Data supplied Block Start
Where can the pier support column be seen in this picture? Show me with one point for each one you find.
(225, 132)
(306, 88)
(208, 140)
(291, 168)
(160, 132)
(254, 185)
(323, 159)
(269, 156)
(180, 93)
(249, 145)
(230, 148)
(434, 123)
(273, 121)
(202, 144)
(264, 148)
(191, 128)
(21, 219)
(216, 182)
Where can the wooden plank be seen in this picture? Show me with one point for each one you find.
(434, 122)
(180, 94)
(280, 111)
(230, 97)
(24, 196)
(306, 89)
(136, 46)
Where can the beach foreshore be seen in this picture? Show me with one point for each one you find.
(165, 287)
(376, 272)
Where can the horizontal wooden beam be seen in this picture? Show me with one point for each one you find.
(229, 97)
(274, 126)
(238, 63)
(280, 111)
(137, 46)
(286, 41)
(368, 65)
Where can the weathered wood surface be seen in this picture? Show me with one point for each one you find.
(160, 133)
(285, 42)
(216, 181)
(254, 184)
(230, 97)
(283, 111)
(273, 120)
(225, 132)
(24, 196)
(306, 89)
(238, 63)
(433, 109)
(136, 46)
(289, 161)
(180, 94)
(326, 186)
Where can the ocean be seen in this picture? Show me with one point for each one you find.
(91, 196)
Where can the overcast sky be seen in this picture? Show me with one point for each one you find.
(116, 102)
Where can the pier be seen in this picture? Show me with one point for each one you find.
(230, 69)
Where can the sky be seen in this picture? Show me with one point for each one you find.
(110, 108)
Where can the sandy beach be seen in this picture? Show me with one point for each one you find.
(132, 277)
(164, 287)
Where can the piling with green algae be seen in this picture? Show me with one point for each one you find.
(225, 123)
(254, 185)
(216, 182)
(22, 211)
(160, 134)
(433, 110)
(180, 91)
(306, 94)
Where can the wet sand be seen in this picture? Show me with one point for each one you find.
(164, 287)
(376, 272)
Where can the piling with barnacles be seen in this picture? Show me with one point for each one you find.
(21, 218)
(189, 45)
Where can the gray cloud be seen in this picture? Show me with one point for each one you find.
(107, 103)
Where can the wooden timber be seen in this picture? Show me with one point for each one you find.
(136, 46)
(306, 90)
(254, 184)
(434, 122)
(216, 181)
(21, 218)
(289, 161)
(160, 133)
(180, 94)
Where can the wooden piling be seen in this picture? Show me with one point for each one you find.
Data supplied Block End
[Problem details]
What is needed is a word-for-word restatement of every line from the one with "Where can the sandy" to the end of the entries above.

[Task answer]
Where can the sandy beach be seen in this picture? Show me with one point for each one you find.
(132, 277)
(164, 287)
Where can the piling with green algae be seen in this picture? Show me with one point for each one you find.
(225, 123)
(254, 185)
(216, 182)
(22, 211)
(160, 134)
(433, 110)
(180, 91)
(306, 94)
Where can the wet sand be seen in this picture? Show me with one point for each one you find.
(164, 287)
(376, 272)
Where can the piling with barnacles be seen in this picture? Show me with one point for each one you find.
(21, 218)
(189, 45)
Where can the gray cloud be seen in this picture? Show me with one point for each one you find.
(107, 103)
Where can the wooden timber be seen in this picture? Show me with one point for each one you find.
(136, 46)
(306, 90)
(254, 184)
(434, 122)
(216, 181)
(21, 218)
(289, 161)
(160, 133)
(180, 94)
Where can the wooden piling be seen in this picture? Show me with one point for each one you find.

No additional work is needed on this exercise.